◆ WORK ORDER
Every entry must be printed again exactly, with nothing left out.

◆ Records contained in a dataset
◇ ◇ ◇ ◇ ◇

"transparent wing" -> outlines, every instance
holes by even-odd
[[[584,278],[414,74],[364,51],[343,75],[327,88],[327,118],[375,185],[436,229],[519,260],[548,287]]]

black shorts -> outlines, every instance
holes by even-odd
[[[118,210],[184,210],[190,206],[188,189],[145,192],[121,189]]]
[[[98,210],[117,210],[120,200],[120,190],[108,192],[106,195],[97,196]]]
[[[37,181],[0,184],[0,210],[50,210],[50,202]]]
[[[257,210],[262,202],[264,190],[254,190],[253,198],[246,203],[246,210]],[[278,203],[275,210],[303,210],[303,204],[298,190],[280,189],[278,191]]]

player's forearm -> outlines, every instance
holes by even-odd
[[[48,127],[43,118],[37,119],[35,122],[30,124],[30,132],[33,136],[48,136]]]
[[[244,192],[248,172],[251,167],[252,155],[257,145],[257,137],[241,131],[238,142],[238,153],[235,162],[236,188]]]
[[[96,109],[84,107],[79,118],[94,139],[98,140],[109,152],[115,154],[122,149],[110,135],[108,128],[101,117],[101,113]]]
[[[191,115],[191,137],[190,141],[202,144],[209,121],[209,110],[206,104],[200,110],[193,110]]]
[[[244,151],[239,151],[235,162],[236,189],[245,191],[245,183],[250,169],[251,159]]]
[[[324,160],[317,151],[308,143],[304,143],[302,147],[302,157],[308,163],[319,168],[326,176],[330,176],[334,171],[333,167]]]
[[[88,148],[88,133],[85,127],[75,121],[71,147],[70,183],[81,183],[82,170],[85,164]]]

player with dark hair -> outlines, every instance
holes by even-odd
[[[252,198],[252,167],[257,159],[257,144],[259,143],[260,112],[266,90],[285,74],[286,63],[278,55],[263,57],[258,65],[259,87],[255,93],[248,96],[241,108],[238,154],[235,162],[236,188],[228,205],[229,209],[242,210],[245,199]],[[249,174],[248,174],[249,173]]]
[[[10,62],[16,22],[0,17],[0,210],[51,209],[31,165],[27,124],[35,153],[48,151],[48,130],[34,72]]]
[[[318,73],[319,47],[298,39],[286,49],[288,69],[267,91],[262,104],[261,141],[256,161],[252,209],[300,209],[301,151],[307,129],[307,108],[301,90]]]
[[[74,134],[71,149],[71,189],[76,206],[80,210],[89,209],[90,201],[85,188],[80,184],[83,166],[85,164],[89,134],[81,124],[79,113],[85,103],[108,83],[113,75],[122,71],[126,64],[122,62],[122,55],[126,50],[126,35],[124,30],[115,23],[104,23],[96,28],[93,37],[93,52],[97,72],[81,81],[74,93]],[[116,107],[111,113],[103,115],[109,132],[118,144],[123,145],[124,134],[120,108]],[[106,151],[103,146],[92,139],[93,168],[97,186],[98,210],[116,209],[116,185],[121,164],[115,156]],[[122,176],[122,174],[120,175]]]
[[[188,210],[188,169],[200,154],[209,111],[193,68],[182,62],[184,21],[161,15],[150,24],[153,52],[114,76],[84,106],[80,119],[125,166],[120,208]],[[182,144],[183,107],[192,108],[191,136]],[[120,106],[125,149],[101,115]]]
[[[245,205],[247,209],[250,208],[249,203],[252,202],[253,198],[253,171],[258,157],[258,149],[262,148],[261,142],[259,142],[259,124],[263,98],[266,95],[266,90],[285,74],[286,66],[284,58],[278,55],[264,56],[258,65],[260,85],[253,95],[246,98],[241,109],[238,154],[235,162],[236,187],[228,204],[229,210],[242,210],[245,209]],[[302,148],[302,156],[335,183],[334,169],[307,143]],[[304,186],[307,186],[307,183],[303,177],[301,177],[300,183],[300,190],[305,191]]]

◇ ◇ ◇ ◇ ◇

◆ EXERCISE RESULT
"transparent wing" -> outlines, every instance
holes by even-odd
[[[584,278],[414,74],[364,51],[343,75],[327,88],[327,118],[375,185],[436,229],[519,260],[548,287]]]

black shorts -> outlines, every instance
holes by even-odd
[[[118,210],[184,210],[190,206],[188,189],[145,192],[121,189]]]
[[[98,210],[117,210],[120,200],[120,190],[108,192],[106,195],[97,196]]]
[[[37,181],[0,184],[0,210],[50,210],[50,202]]]
[[[257,210],[262,202],[264,190],[254,190],[253,198],[246,203],[246,210]],[[278,203],[275,210],[303,210],[303,204],[298,190],[280,189],[278,191]]]

player's forearm -> outlines, every instance
holes by even-odd
[[[48,127],[43,118],[37,119],[35,122],[30,124],[30,132],[33,136],[48,136]]]
[[[244,192],[248,172],[251,167],[252,155],[257,145],[257,137],[241,131],[238,142],[238,153],[235,162],[236,188]]]
[[[96,109],[84,107],[79,118],[94,139],[98,140],[109,152],[115,154],[122,149],[110,135],[108,128],[101,117],[101,113]]]
[[[191,115],[191,137],[190,141],[202,144],[209,121],[209,110],[206,104],[200,110],[193,110]]]
[[[244,151],[239,151],[235,162],[236,189],[245,191],[245,183],[250,169],[251,159]]]
[[[324,160],[317,151],[308,143],[304,143],[302,147],[302,157],[308,163],[319,168],[326,176],[330,176],[334,171],[333,167]]]
[[[88,148],[88,133],[85,127],[75,121],[71,147],[70,183],[81,183],[82,170],[85,164]]]

player with dark hair -> outlines, every instance
holes by even-odd
[[[252,198],[252,167],[257,159],[257,144],[259,143],[260,112],[266,90],[285,74],[286,63],[278,55],[263,57],[258,65],[259,87],[255,93],[248,96],[241,108],[238,154],[235,162],[236,188],[228,205],[229,209],[242,210],[245,199]],[[249,174],[248,174],[249,173]]]
[[[10,62],[16,22],[0,17],[0,210],[51,209],[31,165],[27,124],[35,153],[48,151],[48,130],[34,72]]]
[[[318,73],[319,47],[298,39],[286,49],[288,69],[267,91],[262,104],[261,141],[256,161],[252,209],[300,209],[301,151],[307,129],[307,108],[301,90]]]
[[[74,134],[71,149],[71,189],[76,206],[80,210],[89,209],[90,201],[85,188],[80,184],[83,166],[85,164],[89,134],[81,124],[79,113],[85,103],[108,83],[113,75],[122,71],[126,64],[122,62],[122,55],[126,50],[126,35],[124,30],[115,23],[104,23],[96,28],[93,37],[93,52],[97,72],[81,81],[74,93]],[[116,107],[111,113],[103,115],[109,132],[118,144],[123,145],[124,134],[120,108]],[[106,151],[103,146],[92,139],[93,168],[97,186],[98,210],[116,209],[116,185],[121,164],[115,156]],[[122,176],[122,174],[120,175]]]
[[[188,210],[188,169],[200,154],[209,111],[193,68],[182,62],[184,21],[161,15],[150,24],[153,52],[114,76],[84,106],[80,119],[125,166],[120,208]],[[182,144],[183,107],[192,108],[191,136]],[[120,106],[125,149],[101,115]]]
[[[245,205],[247,209],[250,208],[249,203],[252,202],[253,198],[253,171],[258,157],[258,149],[262,148],[261,142],[259,142],[259,124],[263,98],[266,95],[266,90],[285,74],[286,66],[284,58],[278,55],[264,56],[258,65],[260,85],[253,95],[246,98],[241,109],[238,154],[235,162],[236,187],[228,204],[229,210],[242,210],[245,209]],[[302,148],[302,156],[335,183],[334,169],[307,143]],[[304,186],[307,186],[307,183],[303,177],[301,177],[300,183],[300,190],[305,191]]]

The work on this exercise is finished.